Exercise prompt
Lines below that include "branch" are the answer; copy each one.
# # # # # # #
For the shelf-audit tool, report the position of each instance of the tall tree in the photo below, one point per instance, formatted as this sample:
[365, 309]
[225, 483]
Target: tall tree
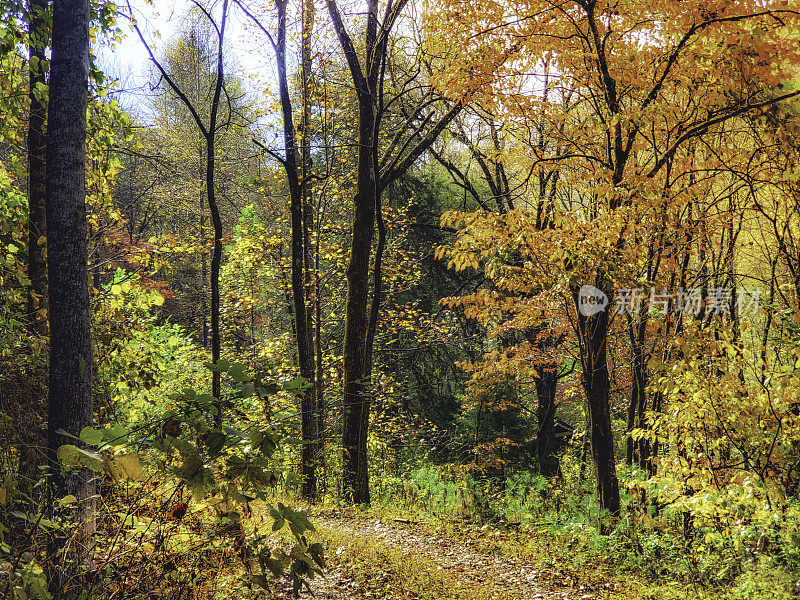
[208, 130]
[296, 163]
[70, 393]
[374, 174]
[37, 144]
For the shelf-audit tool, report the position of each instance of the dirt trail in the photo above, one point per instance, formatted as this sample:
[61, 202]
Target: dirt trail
[461, 558]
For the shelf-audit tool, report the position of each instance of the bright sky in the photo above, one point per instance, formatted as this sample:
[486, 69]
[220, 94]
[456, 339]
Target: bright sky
[247, 51]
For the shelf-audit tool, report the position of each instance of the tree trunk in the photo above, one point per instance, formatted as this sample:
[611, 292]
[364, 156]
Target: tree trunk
[357, 393]
[593, 334]
[547, 445]
[298, 199]
[70, 393]
[37, 147]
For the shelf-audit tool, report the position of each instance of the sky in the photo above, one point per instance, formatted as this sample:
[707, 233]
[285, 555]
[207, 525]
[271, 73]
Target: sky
[247, 51]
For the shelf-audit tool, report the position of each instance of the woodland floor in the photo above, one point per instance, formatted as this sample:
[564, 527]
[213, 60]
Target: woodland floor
[467, 565]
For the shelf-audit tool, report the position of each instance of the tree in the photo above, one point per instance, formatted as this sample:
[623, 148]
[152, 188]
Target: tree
[374, 173]
[296, 163]
[208, 130]
[70, 391]
[622, 145]
[37, 144]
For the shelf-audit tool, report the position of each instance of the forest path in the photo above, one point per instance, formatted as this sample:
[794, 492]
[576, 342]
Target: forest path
[467, 566]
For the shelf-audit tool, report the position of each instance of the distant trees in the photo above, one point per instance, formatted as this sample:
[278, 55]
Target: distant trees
[70, 390]
[205, 112]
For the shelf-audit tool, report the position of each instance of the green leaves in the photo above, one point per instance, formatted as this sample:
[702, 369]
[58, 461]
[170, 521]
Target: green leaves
[72, 457]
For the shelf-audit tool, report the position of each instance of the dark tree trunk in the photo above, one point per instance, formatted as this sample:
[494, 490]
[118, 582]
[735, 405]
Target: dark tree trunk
[70, 393]
[547, 444]
[208, 133]
[296, 164]
[362, 308]
[593, 334]
[357, 393]
[37, 147]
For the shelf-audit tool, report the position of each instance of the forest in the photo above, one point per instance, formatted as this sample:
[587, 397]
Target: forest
[401, 299]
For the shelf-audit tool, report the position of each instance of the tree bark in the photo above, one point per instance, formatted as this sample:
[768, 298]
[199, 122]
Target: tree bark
[547, 445]
[593, 335]
[37, 148]
[70, 391]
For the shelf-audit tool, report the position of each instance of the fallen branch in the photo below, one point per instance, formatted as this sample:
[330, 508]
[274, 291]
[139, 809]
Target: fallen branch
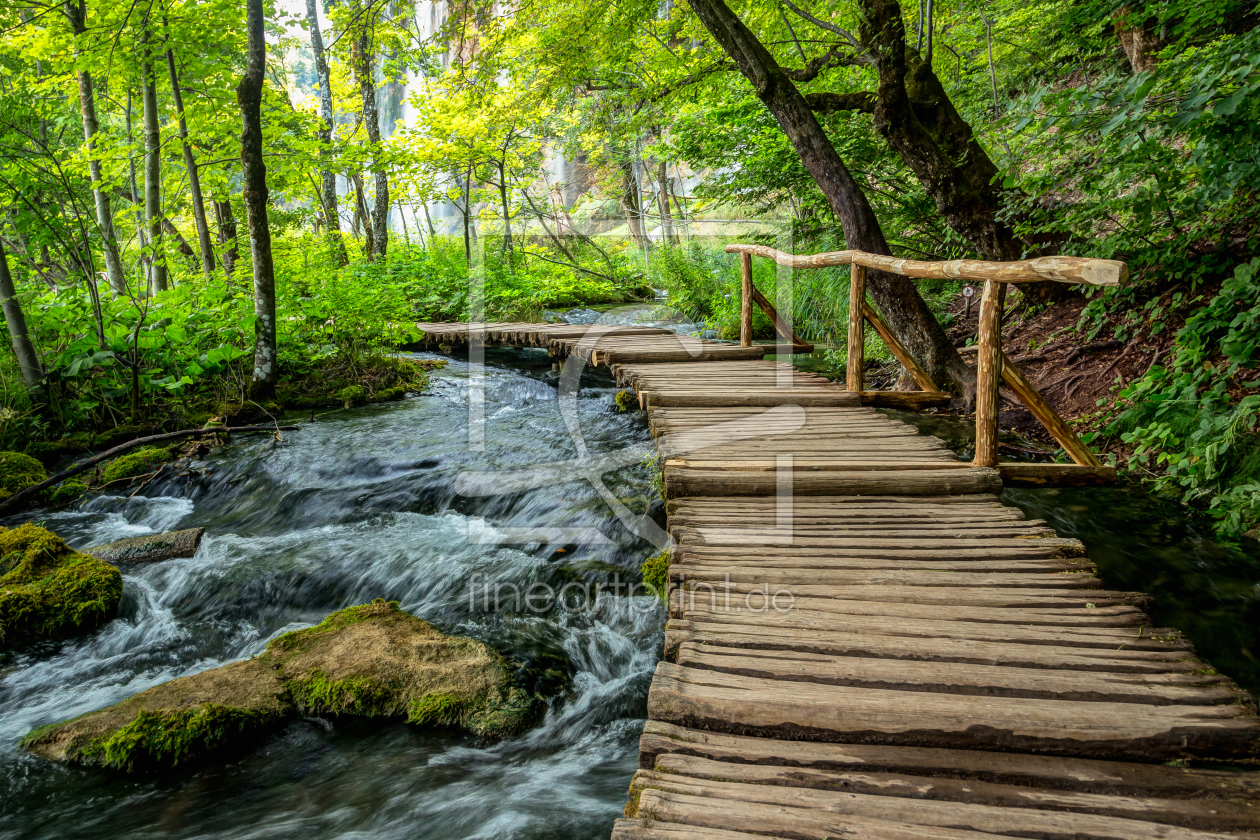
# # # # # # #
Task answer
For the shelf-audit tool, report the position of each instance of the fallen branch in the photo below, one point per instance, formatted as this sample:
Target: fallen branch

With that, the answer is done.